*** MATERIALS PROVIDED ***

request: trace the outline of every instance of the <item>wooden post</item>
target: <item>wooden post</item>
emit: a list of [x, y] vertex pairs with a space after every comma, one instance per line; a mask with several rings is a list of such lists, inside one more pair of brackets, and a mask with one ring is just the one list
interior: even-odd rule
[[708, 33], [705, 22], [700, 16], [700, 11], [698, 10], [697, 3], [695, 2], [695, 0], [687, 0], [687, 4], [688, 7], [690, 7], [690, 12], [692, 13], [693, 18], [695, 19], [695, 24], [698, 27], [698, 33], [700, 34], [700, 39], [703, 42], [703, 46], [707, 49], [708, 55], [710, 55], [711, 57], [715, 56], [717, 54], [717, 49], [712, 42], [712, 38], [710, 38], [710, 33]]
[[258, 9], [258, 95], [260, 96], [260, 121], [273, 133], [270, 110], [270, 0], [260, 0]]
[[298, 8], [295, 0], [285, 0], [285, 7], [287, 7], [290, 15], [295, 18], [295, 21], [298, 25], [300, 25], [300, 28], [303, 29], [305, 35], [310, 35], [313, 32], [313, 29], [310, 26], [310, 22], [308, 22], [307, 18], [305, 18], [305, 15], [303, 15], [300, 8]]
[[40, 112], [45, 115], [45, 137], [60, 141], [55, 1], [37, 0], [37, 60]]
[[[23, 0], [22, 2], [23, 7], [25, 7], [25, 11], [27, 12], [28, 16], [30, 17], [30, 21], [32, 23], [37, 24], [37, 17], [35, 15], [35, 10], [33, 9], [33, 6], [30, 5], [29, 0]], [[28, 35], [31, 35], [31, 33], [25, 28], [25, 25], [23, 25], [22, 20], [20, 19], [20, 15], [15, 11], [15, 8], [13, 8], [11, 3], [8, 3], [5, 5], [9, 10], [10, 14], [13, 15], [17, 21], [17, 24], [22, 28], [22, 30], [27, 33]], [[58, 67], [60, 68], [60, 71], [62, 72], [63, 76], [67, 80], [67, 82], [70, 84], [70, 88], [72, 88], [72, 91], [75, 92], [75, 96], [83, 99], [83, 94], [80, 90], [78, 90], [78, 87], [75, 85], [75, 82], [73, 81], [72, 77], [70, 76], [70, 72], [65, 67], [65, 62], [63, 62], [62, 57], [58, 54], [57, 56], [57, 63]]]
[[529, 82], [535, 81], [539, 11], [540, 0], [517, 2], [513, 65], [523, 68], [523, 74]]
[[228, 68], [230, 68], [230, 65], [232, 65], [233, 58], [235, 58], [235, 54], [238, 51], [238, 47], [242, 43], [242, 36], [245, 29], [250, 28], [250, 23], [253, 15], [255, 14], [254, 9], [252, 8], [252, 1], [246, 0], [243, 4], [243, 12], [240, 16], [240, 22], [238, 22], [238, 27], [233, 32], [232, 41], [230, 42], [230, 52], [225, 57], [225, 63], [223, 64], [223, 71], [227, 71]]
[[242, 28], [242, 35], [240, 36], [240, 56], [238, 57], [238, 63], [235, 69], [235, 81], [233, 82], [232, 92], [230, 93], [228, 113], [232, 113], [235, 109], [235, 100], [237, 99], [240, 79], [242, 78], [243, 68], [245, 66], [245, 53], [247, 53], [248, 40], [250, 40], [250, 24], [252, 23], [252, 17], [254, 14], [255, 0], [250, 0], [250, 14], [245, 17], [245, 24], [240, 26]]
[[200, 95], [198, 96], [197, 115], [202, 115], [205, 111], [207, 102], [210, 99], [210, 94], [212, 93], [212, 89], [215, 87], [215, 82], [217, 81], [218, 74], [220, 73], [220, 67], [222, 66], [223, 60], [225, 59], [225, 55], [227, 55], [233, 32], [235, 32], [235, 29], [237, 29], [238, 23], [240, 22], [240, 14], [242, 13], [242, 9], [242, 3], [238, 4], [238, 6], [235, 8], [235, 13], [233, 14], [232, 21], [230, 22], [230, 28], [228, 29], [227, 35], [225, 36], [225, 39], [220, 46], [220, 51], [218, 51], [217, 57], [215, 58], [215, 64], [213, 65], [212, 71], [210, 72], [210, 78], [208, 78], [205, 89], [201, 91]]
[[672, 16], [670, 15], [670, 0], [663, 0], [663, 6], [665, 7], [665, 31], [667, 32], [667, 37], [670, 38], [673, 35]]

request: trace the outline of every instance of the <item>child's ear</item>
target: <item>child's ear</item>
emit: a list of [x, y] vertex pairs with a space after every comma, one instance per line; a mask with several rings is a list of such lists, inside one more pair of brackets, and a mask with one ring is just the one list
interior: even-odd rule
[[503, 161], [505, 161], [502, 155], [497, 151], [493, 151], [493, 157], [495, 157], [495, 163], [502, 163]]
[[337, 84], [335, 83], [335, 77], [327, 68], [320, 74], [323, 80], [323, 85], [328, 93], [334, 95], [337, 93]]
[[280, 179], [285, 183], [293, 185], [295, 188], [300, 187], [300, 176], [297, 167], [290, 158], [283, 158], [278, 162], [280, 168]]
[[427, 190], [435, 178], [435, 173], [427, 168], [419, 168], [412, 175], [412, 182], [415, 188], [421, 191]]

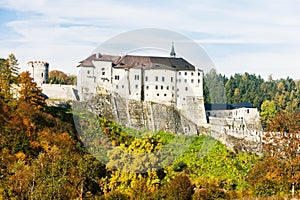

*** End of MATERIALS PROVIDED ***

* **TASK TO COMPLETE**:
Keep the pictures out and print all the records exactly as they are.

* **RESULT FOR THIS TASK**:
request: trace the outline of every instance of the <item>wooden post</item>
target: <item>wooden post</item>
emit: a list of [x, y] vertex pairs with a space after every comma, one instance per line; a mask with several rings is a list of such lists, inside one more pair of brackets, and a mask with one ring is just the one list
interior: even-odd rule
[[708, 33], [705, 22], [700, 16], [700, 11], [698, 10], [697, 3], [695, 2], [695, 0], [687, 0], [687, 4], [688, 7], [690, 7], [690, 12], [692, 13], [693, 18], [695, 19], [695, 24], [698, 27], [698, 33], [700, 34], [700, 39], [703, 42], [703, 46], [707, 49], [708, 55], [710, 55], [711, 57], [715, 56], [717, 54], [717, 49], [712, 42], [712, 38], [710, 38], [710, 33]]
[[258, 9], [258, 95], [260, 96], [260, 121], [273, 133], [270, 110], [270, 0], [260, 0]]
[[298, 8], [295, 0], [285, 0], [285, 7], [287, 7], [290, 15], [295, 18], [295, 21], [298, 25], [300, 25], [300, 28], [303, 29], [305, 35], [310, 35], [313, 32], [313, 29], [310, 26], [310, 22], [308, 22], [307, 18], [305, 18], [305, 15], [303, 15], [300, 8]]
[[40, 112], [45, 115], [45, 137], [60, 141], [55, 1], [37, 0], [37, 60]]
[[[23, 0], [22, 2], [23, 7], [25, 7], [25, 11], [27, 12], [28, 16], [30, 17], [30, 21], [32, 23], [37, 24], [37, 17], [35, 15], [35, 10], [33, 9], [33, 6], [30, 5], [29, 0]], [[28, 35], [31, 35], [31, 33], [25, 28], [25, 25], [23, 25], [22, 20], [20, 19], [20, 15], [15, 11], [15, 8], [13, 8], [11, 3], [8, 3], [5, 5], [9, 10], [10, 14], [13, 15], [17, 21], [17, 24], [22, 28], [22, 30], [27, 33]], [[58, 67], [60, 68], [60, 71], [62, 72], [63, 76], [67, 80], [67, 82], [70, 84], [70, 88], [72, 88], [72, 91], [75, 92], [75, 96], [83, 99], [83, 94], [80, 90], [78, 90], [78, 87], [75, 85], [75, 82], [73, 81], [72, 77], [70, 76], [70, 72], [65, 67], [65, 62], [63, 62], [62, 57], [58, 54], [57, 56], [57, 63]]]
[[529, 82], [535, 81], [539, 11], [540, 0], [517, 2], [513, 65], [523, 68], [523, 74]]
[[228, 68], [230, 68], [230, 65], [232, 65], [233, 58], [235, 58], [235, 54], [238, 51], [238, 47], [242, 43], [242, 36], [245, 29], [250, 28], [250, 23], [253, 15], [255, 14], [254, 9], [252, 8], [252, 1], [246, 0], [243, 4], [243, 12], [240, 16], [240, 22], [238, 22], [238, 27], [233, 32], [232, 41], [230, 42], [230, 52], [225, 57], [225, 63], [223, 64], [223, 71], [227, 71]]
[[242, 28], [242, 35], [240, 36], [240, 56], [238, 57], [238, 63], [235, 69], [235, 81], [233, 82], [232, 92], [230, 93], [228, 113], [232, 113], [235, 109], [235, 100], [237, 99], [240, 79], [242, 78], [243, 68], [245, 66], [245, 53], [247, 53], [248, 40], [250, 40], [250, 24], [252, 23], [252, 17], [254, 14], [255, 0], [250, 0], [250, 14], [245, 17], [245, 24], [240, 26]]
[[200, 95], [198, 96], [197, 115], [202, 115], [205, 111], [207, 102], [210, 99], [210, 94], [212, 93], [212, 89], [215, 87], [215, 82], [217, 81], [218, 74], [220, 73], [220, 67], [222, 66], [223, 60], [225, 59], [225, 55], [227, 55], [233, 32], [235, 32], [235, 29], [237, 29], [238, 23], [240, 22], [240, 14], [242, 13], [242, 9], [242, 3], [238, 4], [238, 6], [235, 8], [235, 13], [233, 14], [232, 21], [230, 22], [230, 28], [228, 29], [227, 35], [225, 36], [225, 39], [220, 46], [220, 51], [218, 51], [217, 57], [215, 58], [215, 64], [213, 65], [212, 71], [210, 72], [210, 78], [208, 78], [205, 89], [201, 91]]
[[672, 16], [670, 15], [670, 0], [663, 0], [663, 6], [665, 7], [665, 31], [667, 32], [667, 37], [670, 38], [673, 35]]

request: trace the outline of every instance of the <item>child's ear</item>
target: <item>child's ear</item>
emit: a list of [x, y] vertex pairs with a space after every comma, one instance per line; a mask with several rings is a list of such lists, inside one more pair of brackets, and a mask with one ring is just the one list
interior: even-odd rule
[[503, 161], [505, 161], [502, 155], [497, 151], [493, 151], [493, 157], [495, 157], [495, 163], [502, 163]]
[[337, 84], [335, 83], [335, 77], [327, 68], [320, 74], [323, 80], [323, 85], [328, 93], [334, 95], [337, 93]]
[[280, 179], [285, 183], [293, 185], [295, 188], [300, 187], [300, 176], [297, 167], [290, 158], [283, 158], [278, 162], [280, 168]]
[[427, 190], [435, 178], [435, 173], [427, 168], [419, 168], [412, 175], [412, 182], [415, 188], [421, 191]]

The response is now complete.